DATA PROVIDED:
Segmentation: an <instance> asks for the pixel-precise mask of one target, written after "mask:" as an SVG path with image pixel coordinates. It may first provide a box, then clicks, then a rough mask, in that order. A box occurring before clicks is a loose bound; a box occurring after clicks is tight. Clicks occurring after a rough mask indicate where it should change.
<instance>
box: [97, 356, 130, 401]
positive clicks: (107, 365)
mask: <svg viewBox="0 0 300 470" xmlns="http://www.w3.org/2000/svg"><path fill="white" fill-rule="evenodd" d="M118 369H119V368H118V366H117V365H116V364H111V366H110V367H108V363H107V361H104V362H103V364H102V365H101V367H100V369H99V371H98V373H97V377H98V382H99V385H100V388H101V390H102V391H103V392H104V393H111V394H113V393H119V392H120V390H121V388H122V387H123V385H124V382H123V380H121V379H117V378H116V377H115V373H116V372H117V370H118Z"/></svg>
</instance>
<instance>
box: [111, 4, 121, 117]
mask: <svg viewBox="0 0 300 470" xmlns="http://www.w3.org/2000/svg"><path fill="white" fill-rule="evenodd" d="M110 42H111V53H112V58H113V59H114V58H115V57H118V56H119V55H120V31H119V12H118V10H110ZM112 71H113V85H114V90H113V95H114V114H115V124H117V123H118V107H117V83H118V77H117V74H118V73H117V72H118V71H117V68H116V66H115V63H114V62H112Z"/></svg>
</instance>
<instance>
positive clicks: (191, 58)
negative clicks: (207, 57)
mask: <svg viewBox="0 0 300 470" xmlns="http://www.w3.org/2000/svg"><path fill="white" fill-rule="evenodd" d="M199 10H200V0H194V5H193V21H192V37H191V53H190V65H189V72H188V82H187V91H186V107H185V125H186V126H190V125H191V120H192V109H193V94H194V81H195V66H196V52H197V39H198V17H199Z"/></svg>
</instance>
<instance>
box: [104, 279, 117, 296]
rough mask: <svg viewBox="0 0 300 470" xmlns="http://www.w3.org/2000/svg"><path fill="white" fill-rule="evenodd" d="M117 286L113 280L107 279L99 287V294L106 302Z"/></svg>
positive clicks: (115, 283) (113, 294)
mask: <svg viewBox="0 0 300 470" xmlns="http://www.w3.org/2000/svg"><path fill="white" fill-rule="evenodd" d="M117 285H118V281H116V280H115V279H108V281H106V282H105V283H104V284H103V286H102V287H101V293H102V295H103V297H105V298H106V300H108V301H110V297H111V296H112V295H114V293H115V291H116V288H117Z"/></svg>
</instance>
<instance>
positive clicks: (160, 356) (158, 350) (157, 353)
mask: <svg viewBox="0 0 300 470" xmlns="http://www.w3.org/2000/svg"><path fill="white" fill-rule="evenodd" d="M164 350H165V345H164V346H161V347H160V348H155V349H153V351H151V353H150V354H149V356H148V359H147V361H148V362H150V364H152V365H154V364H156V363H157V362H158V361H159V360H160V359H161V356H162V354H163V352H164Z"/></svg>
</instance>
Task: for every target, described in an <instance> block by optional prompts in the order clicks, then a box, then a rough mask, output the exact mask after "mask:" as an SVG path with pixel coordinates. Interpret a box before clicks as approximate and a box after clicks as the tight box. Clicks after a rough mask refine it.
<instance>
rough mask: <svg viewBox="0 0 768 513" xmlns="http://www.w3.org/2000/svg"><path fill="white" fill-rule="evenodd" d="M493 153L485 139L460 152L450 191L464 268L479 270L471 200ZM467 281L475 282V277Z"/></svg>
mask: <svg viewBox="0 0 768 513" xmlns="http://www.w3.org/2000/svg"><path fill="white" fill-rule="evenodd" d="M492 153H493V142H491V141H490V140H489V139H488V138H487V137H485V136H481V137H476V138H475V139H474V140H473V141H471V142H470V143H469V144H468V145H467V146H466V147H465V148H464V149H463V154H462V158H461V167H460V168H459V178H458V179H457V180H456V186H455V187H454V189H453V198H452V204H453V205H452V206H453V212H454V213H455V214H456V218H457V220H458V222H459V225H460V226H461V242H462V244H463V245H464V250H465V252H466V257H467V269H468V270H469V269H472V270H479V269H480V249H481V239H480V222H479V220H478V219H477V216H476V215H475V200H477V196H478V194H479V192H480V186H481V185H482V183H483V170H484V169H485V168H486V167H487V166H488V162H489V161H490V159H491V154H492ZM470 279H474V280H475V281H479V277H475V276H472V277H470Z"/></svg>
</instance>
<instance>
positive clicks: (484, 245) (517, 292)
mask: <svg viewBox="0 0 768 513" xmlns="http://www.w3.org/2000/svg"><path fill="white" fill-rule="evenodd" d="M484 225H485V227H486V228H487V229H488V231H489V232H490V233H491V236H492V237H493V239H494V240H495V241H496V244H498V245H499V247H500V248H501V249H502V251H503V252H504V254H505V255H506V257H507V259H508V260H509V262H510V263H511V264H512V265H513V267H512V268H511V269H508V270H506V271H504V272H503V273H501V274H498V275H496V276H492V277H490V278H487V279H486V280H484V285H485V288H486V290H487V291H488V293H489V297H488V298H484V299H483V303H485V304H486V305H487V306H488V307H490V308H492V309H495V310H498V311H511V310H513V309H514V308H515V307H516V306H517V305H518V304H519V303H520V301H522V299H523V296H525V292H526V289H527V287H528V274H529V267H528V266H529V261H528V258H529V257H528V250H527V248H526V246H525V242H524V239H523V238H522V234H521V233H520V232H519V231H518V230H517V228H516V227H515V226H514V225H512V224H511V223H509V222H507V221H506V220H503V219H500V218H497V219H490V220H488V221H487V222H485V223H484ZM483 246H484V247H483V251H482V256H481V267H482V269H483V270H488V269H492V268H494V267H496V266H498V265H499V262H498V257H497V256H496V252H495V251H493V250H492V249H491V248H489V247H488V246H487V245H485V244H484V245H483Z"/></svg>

WHAT TO PRODUCE: Now output the listing above, exactly as it appears.

ANSWER TO THE PROBLEM:
Segmentation: an <instance> asks for the pixel-precise mask of one target, written after "mask:" as an SVG path with image pixel coordinates. It may first provide a box, then clicks, then a rough mask, in that order. A box occurring before clicks is a loose bound; a box occurring after clicks is tight. Clicks occurring after a rough mask indicate where it should change.
<instance>
box: [97, 356, 130, 401]
positive clicks: (107, 365)
mask: <svg viewBox="0 0 300 470" xmlns="http://www.w3.org/2000/svg"><path fill="white" fill-rule="evenodd" d="M118 369H119V368H118V366H117V365H116V364H111V366H110V367H108V363H107V361H104V362H103V364H102V365H101V367H100V369H99V371H98V373H97V377H98V382H99V385H100V388H101V390H102V391H103V392H104V393H111V394H113V393H119V392H120V390H121V388H122V387H123V385H124V382H123V380H121V379H117V378H116V377H115V373H116V372H117V370H118Z"/></svg>
</instance>
<instance>
box: [111, 4, 121, 117]
mask: <svg viewBox="0 0 300 470" xmlns="http://www.w3.org/2000/svg"><path fill="white" fill-rule="evenodd" d="M110 42H111V53H112V58H113V59H114V58H115V57H118V56H119V55H120V31H119V12H118V10H110ZM112 71H113V85H114V90H113V95H114V114H115V124H117V123H118V107H117V83H118V77H117V74H118V73H117V72H118V71H117V68H116V66H115V63H114V62H112Z"/></svg>
</instance>
<instance>
positive clicks: (191, 58)
negative clicks: (207, 57)
mask: <svg viewBox="0 0 300 470" xmlns="http://www.w3.org/2000/svg"><path fill="white" fill-rule="evenodd" d="M199 10H200V0H194V5H193V21H192V37H191V53H190V65H189V72H188V82H187V91H186V107H185V125H186V126H190V125H191V120H192V109H193V94H194V81H195V66H196V52H197V39H198V17H199Z"/></svg>
</instance>
<instance>
box: [104, 279, 117, 296]
rough mask: <svg viewBox="0 0 300 470" xmlns="http://www.w3.org/2000/svg"><path fill="white" fill-rule="evenodd" d="M117 286L113 280L107 279L99 287V294L106 302Z"/></svg>
positive clicks: (115, 283) (113, 294)
mask: <svg viewBox="0 0 300 470" xmlns="http://www.w3.org/2000/svg"><path fill="white" fill-rule="evenodd" d="M117 285H118V281H116V280H115V279H108V281H106V282H105V283H104V284H103V286H102V287H101V293H102V295H103V297H105V298H106V300H108V301H110V297H111V296H112V295H114V293H115V291H116V288H117Z"/></svg>
</instance>
<instance>
positive clicks: (160, 356) (158, 350) (157, 353)
mask: <svg viewBox="0 0 300 470" xmlns="http://www.w3.org/2000/svg"><path fill="white" fill-rule="evenodd" d="M164 350H165V345H164V346H161V347H160V348H155V349H153V351H151V353H150V354H149V356H148V359H147V361H148V362H150V364H152V365H154V364H156V363H157V362H158V361H159V360H160V359H161V356H162V354H163V352H164Z"/></svg>
</instance>
Task: for every target, described in an <instance> block by optional prompts in the order clicks, then a box, then a rough mask, output the exact mask after "mask:" as an SVG path with pixel coordinates. Interpret a box before clicks as approximate and a box after clicks as the tight box. Clicks after a rough mask refine it.
<instance>
rough mask: <svg viewBox="0 0 768 513" xmlns="http://www.w3.org/2000/svg"><path fill="white" fill-rule="evenodd" d="M493 153L485 139L460 152L450 191L464 268L479 270L471 200ZM467 281L475 282V277Z"/></svg>
mask: <svg viewBox="0 0 768 513" xmlns="http://www.w3.org/2000/svg"><path fill="white" fill-rule="evenodd" d="M492 153H493V142H491V141H490V140H489V139H488V138H487V137H485V136H481V137H476V138H475V139H474V140H473V141H471V142H470V143H469V144H468V145H467V146H466V147H465V148H464V149H463V154H462V158H461V167H460V168H459V178H458V179H457V180H456V186H455V187H454V189H453V198H452V204H453V205H452V206H453V212H454V213H455V214H456V218H457V220H458V222H459V225H460V226H461V242H462V244H463V245H464V250H465V252H466V257H467V269H468V270H469V269H472V270H479V269H480V249H481V239H480V222H479V220H478V219H477V216H476V215H475V200H477V196H478V194H479V192H480V186H481V185H482V183H483V170H484V169H485V168H486V167H487V166H488V162H489V161H490V159H491V154H492ZM470 279H474V280H475V281H479V277H475V276H472V277H470Z"/></svg>
</instance>
<instance>
positive clicks: (484, 245) (517, 292)
mask: <svg viewBox="0 0 768 513" xmlns="http://www.w3.org/2000/svg"><path fill="white" fill-rule="evenodd" d="M484 225H485V227H486V228H487V229H488V231H489V232H490V233H491V236H492V237H493V239H494V240H495V241H496V244H498V245H499V247H500V248H501V249H502V251H503V252H504V254H505V255H506V257H507V259H508V260H509V262H510V263H511V264H512V265H513V267H512V268H511V269H508V270H506V271H504V272H503V273H501V274H498V275H496V276H492V277H490V278H487V279H486V280H484V285H485V288H486V290H487V291H488V293H489V297H488V298H484V299H483V303H485V304H486V305H487V306H488V307H490V308H492V309H495V310H498V311H511V310H513V309H514V308H515V307H516V306H517V305H518V304H519V303H520V301H522V299H523V296H525V292H526V289H527V287H528V274H529V267H528V266H529V261H528V258H529V257H528V250H527V248H526V246H525V242H524V239H523V238H522V234H521V233H520V232H519V231H518V230H517V228H516V227H515V226H514V225H512V224H511V223H509V222H507V221H506V220H503V219H500V218H497V219H490V220H488V221H487V222H485V223H484ZM483 246H484V247H483V251H482V256H481V267H482V269H483V270H488V269H492V268H494V267H496V266H498V265H499V262H498V257H497V256H496V252H495V251H493V250H492V249H491V248H489V247H488V246H487V245H485V244H484V245H483Z"/></svg>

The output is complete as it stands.